* **Zorunlu Görev 1**
Listede "Segment the concrete" ifadesini içeren satırdan başlayıp "[[[70,423],[71,333],[0,332],[0,441],[28,441]]]" ifadesini içeren satıra kadar uzanan satırları, iki uç da dahil olmak üzere, her satıra bir dize düşecek biçimde bir JSON listesi olarak biçimlendirin; boş satırları almayın.

* **Kaynak**
SETA > Yorum |
SETA'dan 'Azerbaycan-Türkiye Münasebetlerinin Gelecek 10 Yılı' Paneli

SETA'dan 'Azerbaycan-Türkiye Münasebetlerinin Gelecek 10 Yılı' Paneli

Azerbaycan Cumhurbaşkanı Müşaviri Hikmet Hacıyev, Ermenistan'ın, işgal politikalarına son vermesi halinde Türkiye, Azerbaycan, İran, Rusya ve Gürcistan'ın bölgenin refahı için başlattığı oluşuma dahil olabileceğini, Nahçıvan koridoru sayesinde transit ülke konumuyla uzun vadeli bir barışın teminatı olabileceğini söyledi.

Siyaset, Ekonomi ve Toplum Araştırmaları Vakfı (SETA) tarafından video konferans yoluyla "Azerbaycan-Türkiye Münasebetlerinin Gelecek 10 Yılı" başlıklı panel düzenlendi.

Uluslararası İlişkiler Analizler Merkezi Başkanı Dr. Ferid Şefiyev'in moderatörlüğünü yaptığı panele Hacıyev, SETA Genel Koordinatörü Prof. Dr. Burhanettin Duran, SETA Dış Politika Araştırmaları Direktörü Prof. Dr. Muhittin Ataman, Uluslararası İlişkiler Analizler Şube Müdürü Dr. Cavid Veliyev, Uludağ Üniversitesi Öğretim Üyesi Prof. Dr. Ferhat Pirinççi, Kafkasya Uluslararası İlişkiler ve Stratejik Araştırmalar Merkezi Başkanı Araz Aslanlı ve Ortadoğu Teknik Üniversitesi Öğretim Üyesi Prof. Dr. Oktay Tanrısever katıldı.

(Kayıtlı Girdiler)
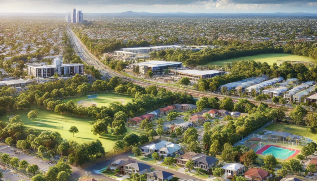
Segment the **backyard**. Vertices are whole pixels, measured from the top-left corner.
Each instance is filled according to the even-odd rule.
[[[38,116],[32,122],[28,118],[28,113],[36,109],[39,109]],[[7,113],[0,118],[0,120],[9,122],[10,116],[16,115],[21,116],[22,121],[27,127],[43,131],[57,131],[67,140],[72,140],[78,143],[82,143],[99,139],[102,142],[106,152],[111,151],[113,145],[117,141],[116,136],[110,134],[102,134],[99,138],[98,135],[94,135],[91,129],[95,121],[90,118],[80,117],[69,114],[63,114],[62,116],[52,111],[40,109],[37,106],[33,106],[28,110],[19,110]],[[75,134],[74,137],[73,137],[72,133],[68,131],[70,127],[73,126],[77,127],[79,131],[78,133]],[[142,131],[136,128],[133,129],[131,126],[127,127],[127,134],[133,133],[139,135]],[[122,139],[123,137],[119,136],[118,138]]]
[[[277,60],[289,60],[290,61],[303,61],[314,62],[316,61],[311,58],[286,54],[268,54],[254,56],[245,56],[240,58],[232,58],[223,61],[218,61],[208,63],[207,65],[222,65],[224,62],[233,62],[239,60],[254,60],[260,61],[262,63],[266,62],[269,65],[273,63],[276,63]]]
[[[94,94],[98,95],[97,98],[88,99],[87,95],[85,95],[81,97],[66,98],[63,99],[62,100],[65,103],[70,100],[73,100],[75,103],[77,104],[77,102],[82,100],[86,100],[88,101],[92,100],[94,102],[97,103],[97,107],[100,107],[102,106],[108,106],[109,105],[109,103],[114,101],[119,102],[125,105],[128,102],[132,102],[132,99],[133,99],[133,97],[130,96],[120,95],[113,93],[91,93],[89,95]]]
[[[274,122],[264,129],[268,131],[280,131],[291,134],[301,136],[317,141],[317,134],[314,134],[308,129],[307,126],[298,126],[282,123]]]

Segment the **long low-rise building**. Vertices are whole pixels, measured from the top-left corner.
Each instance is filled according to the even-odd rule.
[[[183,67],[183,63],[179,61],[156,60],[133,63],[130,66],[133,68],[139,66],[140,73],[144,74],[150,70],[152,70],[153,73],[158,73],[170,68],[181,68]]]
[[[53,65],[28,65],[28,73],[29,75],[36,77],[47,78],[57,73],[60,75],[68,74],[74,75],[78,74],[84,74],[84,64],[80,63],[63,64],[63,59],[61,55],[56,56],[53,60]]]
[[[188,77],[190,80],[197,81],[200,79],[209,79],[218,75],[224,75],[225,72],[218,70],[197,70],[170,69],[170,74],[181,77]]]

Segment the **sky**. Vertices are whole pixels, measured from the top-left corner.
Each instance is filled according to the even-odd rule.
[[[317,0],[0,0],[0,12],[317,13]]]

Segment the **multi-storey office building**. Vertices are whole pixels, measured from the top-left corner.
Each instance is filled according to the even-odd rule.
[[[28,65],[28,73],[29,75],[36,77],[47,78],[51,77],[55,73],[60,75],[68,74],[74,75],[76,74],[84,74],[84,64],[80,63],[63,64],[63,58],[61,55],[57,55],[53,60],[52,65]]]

...

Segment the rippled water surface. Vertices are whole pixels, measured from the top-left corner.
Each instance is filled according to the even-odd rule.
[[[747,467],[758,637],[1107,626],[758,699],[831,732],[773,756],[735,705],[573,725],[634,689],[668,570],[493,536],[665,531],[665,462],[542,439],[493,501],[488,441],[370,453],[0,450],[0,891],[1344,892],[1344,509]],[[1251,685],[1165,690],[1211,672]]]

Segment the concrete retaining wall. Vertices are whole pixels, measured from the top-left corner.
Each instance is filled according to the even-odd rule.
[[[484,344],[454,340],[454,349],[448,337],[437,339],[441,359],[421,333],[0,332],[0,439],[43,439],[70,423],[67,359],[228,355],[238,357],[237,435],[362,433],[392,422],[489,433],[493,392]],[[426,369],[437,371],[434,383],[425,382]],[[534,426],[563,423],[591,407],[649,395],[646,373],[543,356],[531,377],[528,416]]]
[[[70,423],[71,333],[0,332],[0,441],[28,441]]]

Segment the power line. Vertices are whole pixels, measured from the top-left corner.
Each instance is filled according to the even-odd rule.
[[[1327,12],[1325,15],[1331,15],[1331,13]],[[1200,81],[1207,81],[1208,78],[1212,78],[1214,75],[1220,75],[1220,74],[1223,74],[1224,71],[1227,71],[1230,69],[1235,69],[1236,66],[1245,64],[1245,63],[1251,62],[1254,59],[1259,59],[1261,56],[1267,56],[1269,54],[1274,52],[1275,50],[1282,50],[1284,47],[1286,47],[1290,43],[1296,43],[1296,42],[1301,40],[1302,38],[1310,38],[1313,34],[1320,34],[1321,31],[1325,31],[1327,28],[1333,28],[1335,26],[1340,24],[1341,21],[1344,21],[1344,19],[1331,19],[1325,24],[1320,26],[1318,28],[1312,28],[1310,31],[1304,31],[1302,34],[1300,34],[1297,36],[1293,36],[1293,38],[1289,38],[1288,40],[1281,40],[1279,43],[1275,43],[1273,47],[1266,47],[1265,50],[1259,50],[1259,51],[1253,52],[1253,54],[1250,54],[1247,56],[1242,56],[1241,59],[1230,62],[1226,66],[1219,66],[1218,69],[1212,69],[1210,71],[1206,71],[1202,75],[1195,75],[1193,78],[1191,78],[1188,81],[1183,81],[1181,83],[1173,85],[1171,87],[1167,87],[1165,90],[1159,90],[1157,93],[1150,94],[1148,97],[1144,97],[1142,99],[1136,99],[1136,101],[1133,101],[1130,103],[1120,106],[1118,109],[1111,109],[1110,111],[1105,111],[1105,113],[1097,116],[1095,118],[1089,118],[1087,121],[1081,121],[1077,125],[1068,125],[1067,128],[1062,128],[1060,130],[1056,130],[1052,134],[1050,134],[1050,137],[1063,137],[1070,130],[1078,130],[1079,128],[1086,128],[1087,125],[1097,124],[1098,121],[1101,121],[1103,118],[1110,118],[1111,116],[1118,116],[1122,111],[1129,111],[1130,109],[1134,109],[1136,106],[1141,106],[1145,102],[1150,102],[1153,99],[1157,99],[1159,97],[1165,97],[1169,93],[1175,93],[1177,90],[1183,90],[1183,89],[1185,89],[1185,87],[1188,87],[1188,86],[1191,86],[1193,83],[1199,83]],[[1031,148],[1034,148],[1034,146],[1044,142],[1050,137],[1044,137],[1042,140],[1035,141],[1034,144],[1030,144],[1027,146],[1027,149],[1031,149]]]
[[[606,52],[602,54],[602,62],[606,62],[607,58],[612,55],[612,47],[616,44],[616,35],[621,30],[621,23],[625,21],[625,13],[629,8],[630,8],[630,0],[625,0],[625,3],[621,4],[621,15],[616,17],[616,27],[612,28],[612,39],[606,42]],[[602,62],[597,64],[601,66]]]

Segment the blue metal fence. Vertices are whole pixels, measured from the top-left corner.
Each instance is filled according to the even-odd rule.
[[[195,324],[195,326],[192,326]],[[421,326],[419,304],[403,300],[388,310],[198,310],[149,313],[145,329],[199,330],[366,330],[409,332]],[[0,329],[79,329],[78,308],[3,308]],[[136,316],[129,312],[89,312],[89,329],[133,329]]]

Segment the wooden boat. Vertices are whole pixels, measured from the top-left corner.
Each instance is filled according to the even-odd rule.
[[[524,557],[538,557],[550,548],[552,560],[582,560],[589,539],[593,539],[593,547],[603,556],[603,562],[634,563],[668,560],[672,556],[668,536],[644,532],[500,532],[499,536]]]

* **Zorunlu Görev 2**
Kaynağa göre panelin moderatörlüğünü kim yaptı?

* **Çözümlü Yanıt 1**
[
  "Segment the concrete retaining wall. Vertices are whole pixels, measured from the top-left corner.",
  "Each instance is filled according to the even-odd rule.",
  "[[[484,344],[454,340],[454,349],[448,337],[437,339],[441,359],[421,333],[0,332],[0,439],[43,439],[70,423],[67,359],[228,355],[238,357],[237,435],[362,433],[392,422],[489,433],[493,392]],[[426,369],[437,371],[434,383],[425,382]],[[534,426],[563,423],[591,407],[649,395],[646,373],[543,356],[531,377],[528,416]]]",
  "[[[70,423],[71,333],[0,332],[0,441],[28,441]]]"
]

* **Çözümlü Yanıt 2**
Uluslararası İlişkiler Analizler Merkezi Başkanı Dr. Ferid Şefiyev.